Instructions for the task> Output only the stretch of the listing that starts at the line containing "# indicate a point on every instance of the radiator" and ends at the line containing "# indicate a point on every instance of the chair seat", reproduced exactly with both ends.

The data>
━━━━━━━━━━━━━━━━━━━━

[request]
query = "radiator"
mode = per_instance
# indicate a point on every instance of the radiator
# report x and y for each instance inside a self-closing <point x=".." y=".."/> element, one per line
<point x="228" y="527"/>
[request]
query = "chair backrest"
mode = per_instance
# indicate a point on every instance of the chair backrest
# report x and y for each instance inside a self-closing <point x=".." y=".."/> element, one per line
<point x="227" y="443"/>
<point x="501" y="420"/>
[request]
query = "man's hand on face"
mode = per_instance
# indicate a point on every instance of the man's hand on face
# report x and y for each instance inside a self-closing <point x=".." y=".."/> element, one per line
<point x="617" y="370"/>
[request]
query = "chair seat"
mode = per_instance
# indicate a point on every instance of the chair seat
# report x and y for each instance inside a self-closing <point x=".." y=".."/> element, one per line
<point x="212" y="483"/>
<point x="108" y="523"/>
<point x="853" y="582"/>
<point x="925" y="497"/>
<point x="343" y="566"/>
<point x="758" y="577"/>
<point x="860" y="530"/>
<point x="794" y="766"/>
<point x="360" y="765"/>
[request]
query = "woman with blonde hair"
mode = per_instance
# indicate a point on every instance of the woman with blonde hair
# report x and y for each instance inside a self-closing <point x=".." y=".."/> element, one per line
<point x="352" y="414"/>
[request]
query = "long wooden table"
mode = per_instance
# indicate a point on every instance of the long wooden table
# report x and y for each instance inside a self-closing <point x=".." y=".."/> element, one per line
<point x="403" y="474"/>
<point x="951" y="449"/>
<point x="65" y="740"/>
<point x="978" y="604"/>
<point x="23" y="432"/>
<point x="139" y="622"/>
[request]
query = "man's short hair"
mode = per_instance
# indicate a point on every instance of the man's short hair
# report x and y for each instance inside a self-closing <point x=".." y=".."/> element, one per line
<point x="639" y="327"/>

━━━━━━━━━━━━━━━━━━━━

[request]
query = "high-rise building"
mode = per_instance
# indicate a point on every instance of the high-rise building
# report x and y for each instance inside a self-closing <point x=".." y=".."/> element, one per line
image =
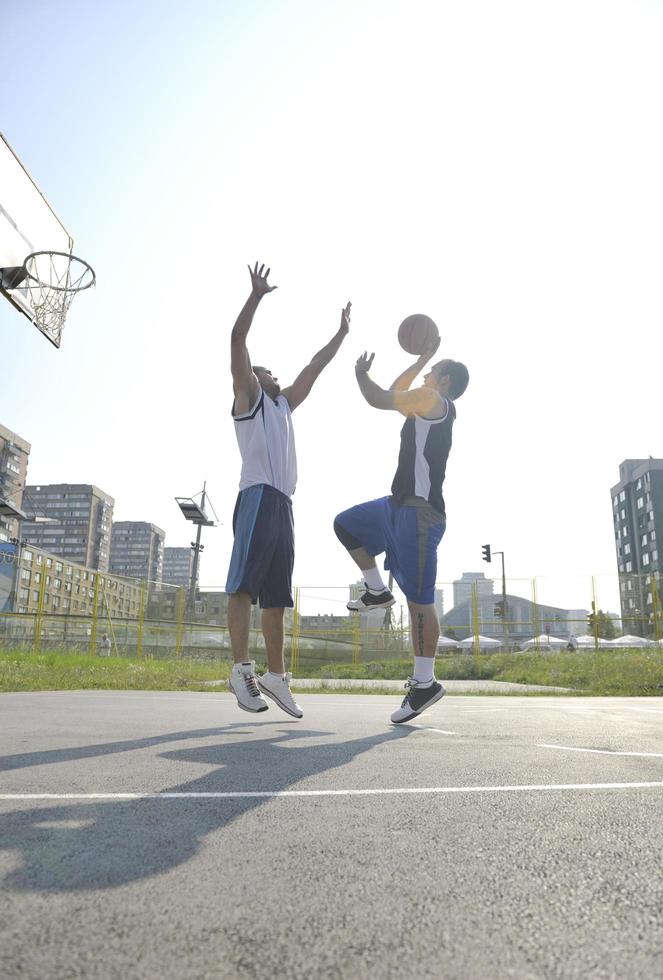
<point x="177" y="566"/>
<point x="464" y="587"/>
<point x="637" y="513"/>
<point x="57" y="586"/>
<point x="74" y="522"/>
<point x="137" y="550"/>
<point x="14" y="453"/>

━━━━━━━━━━━━━━━━━━━━

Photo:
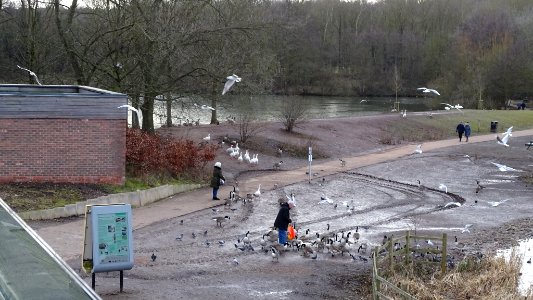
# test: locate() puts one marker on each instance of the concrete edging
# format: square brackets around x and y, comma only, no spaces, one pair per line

━━━━━━━━━━━━━━━━━━━━

Answer box>
# indicate a point on every instance of the radiator
# report x and y for each instance inside a self-closing <point x=".." y=".."/> element, one per line
<point x="228" y="527"/>
[request]
query = "chair backrest"
mode = per_instance
# indicate a point on every instance of the chair backrest
# report x and y for each instance inside a self-closing <point x=".." y=".."/> element, one per line
<point x="227" y="443"/>
<point x="501" y="420"/>
[request]
query = "man's hand on face"
mode = per_instance
# indicate a point on every instance of the man's hand on face
# report x and y for each instance inside a self-closing <point x=".." y=".."/> element, one per line
<point x="617" y="370"/>
[request]
query = "chair seat"
mode = per_instance
# indicate a point on every instance of the chair seat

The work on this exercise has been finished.